# Page text:
1. poll1

    poll1 Registered User

    Jun 15, 2009
    25
    Hello everybody.

    Mum has now been in her care home for just over a month and Dad and I have a dilemma.

    We hear from the staff and from her many other visitors that she's usually in good form, integrating with other residents and relatively well-settled. 'Nine tenths of the time, she's great,' is what the staff say, and I believe them.

    However. When Dad (92, bad heart) and I visit she becomes aggressive and highly distressed - tearful, upset, threatening divorce, suicide - you name it, we've heard it. We keep the visits short and I seem to have the ability to let the abuse roll off me, but its clearly an awful experience, both for Mum and Dad, and leaves the care staff with the job of coping with her afterwards.

    My question is this. Has anyone taken the decision not to visit their relative because of the distress it causes? We know she's generally ok when we're not there - would it be kinder to let it go at that?
     
  2. starryuk

    starryuk Registered User

    Nov 8, 2012
    1,300
    I wonder the same with my mum...and don't know the answer.

    One thing I have noticed is that she gets more agitated if I stay longer. I wonder if the effort of trying to communicate on a one to one basis for an extended length of time is too muddling for her brain.

    The CH staff always say 'visit' when I ask if my visits make her more upset, so I take their advice. They say she is fine after I have left.

    In any case you can 'keep an eye' on her andwill be able to resolve any little problems more quickly if you see her regularly. So I think, go, as long as it does not cause too much distress for your dad with his heart problem.

# Given information:
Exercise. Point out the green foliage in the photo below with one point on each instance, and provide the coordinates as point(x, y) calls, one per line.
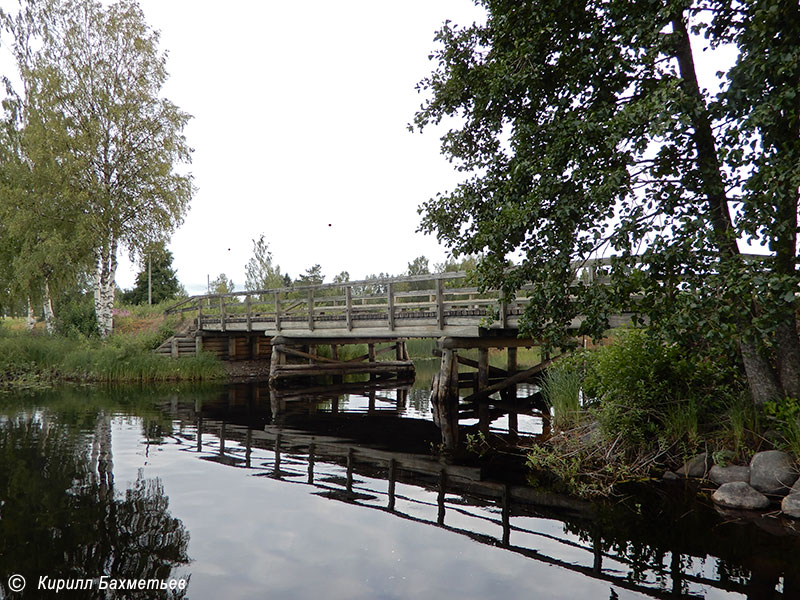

# Tasks:
1. Write out the stretch from "starryuk Registered User" through "his heart problem." in the forum thread about care home visits.
2. In the forum thread about care home visits, how old is the father mentioned in the first post?

# Solutions to the problems:
1.
starryuk Registered User

    Nov 8, 2012
    1,300
    I wonder the same with my mum...and don't know the answer.

    One thing I have noticed is that she gets more agitated if I stay longer. I wonder if the effort of trying to communicate on a one to one basis for an extended length of time is too muddling for her brain.

    The CH staff always say 'visit' when I ask if my visits make her more upset, so I take their advice. They say she is fine after I have left.

    In any case you can 'keep an eye' on her andwill be able to resolve any little problems more quickly if you see her regularly. So I think, go, as long as it does not cause too much distress for your dad with his heart problem.

2. He is 92.